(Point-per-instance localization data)
__________
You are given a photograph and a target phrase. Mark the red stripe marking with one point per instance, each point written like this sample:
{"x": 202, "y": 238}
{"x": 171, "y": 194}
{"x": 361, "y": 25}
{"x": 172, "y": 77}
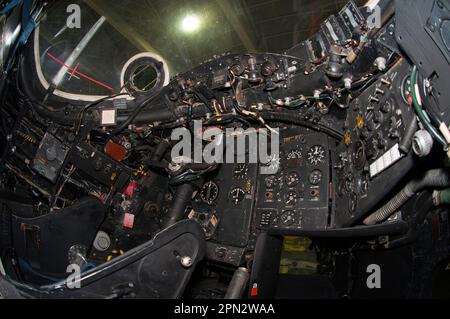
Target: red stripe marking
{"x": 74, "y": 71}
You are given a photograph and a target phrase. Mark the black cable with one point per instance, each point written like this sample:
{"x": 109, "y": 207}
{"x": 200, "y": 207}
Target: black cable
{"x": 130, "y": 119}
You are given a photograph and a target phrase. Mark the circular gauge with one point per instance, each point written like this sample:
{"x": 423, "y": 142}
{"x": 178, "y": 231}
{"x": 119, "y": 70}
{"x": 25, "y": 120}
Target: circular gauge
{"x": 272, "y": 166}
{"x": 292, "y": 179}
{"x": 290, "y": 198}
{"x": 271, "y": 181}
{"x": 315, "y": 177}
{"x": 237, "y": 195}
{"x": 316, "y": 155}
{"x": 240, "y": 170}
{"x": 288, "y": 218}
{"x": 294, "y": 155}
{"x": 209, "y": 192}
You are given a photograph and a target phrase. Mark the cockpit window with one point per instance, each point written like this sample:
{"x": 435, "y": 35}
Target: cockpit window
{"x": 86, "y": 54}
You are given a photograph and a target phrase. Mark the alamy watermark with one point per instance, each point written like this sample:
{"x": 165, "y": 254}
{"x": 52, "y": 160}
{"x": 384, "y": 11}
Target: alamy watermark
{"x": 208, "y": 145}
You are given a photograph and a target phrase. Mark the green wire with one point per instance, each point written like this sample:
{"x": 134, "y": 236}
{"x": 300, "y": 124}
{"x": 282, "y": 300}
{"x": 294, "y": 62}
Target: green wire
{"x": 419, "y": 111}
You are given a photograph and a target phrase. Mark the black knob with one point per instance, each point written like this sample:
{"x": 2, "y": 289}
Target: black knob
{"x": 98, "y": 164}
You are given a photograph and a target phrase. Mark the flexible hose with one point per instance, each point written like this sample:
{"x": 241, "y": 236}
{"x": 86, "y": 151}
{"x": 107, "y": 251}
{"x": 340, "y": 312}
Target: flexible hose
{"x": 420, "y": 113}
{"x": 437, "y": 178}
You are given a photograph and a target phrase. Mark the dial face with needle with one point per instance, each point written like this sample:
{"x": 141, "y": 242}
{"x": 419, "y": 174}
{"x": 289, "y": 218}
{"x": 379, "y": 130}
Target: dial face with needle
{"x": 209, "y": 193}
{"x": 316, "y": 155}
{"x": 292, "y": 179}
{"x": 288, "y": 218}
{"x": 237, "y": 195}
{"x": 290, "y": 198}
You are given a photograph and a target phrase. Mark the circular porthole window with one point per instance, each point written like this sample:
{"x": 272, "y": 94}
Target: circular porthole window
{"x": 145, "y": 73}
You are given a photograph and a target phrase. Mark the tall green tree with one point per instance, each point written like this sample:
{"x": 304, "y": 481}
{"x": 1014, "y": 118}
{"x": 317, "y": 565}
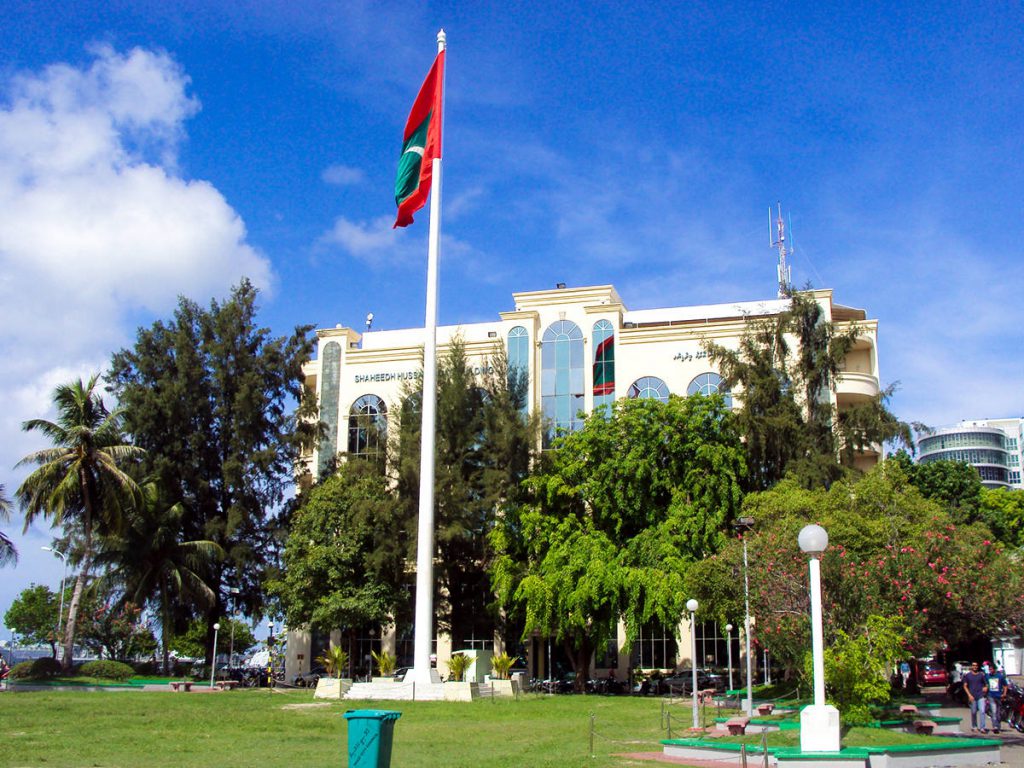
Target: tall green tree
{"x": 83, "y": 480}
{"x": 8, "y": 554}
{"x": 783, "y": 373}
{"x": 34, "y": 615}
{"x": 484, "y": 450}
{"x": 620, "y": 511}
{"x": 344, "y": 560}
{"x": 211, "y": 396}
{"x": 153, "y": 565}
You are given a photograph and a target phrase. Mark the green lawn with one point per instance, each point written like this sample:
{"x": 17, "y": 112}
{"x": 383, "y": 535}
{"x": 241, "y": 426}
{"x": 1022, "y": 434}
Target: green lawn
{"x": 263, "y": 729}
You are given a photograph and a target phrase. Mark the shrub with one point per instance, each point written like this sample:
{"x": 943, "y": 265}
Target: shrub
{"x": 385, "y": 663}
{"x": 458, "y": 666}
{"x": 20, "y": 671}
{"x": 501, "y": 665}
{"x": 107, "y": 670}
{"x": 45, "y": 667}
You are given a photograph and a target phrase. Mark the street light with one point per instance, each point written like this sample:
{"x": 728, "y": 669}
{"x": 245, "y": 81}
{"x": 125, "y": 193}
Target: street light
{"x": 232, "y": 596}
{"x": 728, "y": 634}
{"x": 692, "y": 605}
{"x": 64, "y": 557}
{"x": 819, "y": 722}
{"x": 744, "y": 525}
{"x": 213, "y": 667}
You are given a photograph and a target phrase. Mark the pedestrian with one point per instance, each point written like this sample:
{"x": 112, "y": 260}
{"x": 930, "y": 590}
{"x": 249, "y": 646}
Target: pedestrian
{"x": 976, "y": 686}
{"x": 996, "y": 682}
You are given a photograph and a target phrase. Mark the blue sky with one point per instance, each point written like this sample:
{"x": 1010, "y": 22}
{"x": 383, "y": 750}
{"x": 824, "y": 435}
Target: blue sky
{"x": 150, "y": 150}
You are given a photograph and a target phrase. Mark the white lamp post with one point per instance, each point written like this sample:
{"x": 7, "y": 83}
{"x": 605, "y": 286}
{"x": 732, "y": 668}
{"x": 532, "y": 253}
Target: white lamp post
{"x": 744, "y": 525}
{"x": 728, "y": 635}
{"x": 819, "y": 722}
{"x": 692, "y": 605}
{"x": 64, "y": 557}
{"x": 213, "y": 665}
__________
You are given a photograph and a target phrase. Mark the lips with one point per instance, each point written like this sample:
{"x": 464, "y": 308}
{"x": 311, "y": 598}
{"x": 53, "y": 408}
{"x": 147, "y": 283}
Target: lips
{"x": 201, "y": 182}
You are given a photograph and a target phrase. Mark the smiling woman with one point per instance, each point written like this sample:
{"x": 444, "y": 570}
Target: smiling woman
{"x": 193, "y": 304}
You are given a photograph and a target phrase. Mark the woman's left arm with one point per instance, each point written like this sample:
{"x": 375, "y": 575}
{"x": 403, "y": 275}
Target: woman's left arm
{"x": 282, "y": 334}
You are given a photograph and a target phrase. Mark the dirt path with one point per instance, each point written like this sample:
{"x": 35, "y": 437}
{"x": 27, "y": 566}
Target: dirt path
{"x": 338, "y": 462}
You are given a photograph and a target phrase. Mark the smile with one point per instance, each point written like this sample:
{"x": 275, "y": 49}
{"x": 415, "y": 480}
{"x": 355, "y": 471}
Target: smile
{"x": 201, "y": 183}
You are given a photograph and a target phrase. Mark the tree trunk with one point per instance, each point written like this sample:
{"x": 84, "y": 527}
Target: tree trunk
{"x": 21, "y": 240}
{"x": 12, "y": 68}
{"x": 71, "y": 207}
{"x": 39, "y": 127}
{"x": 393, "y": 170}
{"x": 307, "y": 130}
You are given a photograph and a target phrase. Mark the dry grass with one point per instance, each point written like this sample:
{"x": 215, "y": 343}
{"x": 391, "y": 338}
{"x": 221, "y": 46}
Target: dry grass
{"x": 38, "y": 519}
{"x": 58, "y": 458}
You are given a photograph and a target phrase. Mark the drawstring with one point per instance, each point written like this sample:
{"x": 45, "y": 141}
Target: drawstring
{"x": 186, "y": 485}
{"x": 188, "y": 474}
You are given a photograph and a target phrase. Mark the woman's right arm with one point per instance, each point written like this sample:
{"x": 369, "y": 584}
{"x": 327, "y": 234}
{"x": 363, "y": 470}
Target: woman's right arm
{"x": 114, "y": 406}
__________
**Task to complete**:
Among the lines above, repeat exactly those from the line with "Target: dirt path" to the line with "Mark the drawstring", counting both ends.

**Reply**:
Target: dirt path
{"x": 338, "y": 462}
You are given a photograph and a target phrase. Mark the smile with one point per instance, each point written like this sample:
{"x": 275, "y": 49}
{"x": 415, "y": 480}
{"x": 355, "y": 471}
Target: smile
{"x": 201, "y": 183}
You are given a photograph and a target phrase. Mark the tree trunk with one point per instance, each point written like this sample:
{"x": 84, "y": 527}
Target: tree trunk
{"x": 21, "y": 240}
{"x": 12, "y": 68}
{"x": 71, "y": 207}
{"x": 39, "y": 127}
{"x": 393, "y": 170}
{"x": 307, "y": 130}
You are given a photograph and a target phrase. Mark the dry grass with one point per instance, each point written like this sample:
{"x": 215, "y": 343}
{"x": 391, "y": 338}
{"x": 221, "y": 46}
Target: dry grass
{"x": 38, "y": 519}
{"x": 58, "y": 458}
You are given a photograph and a target phrase. Mark the drawstring with one point per instance, each point written like this sample:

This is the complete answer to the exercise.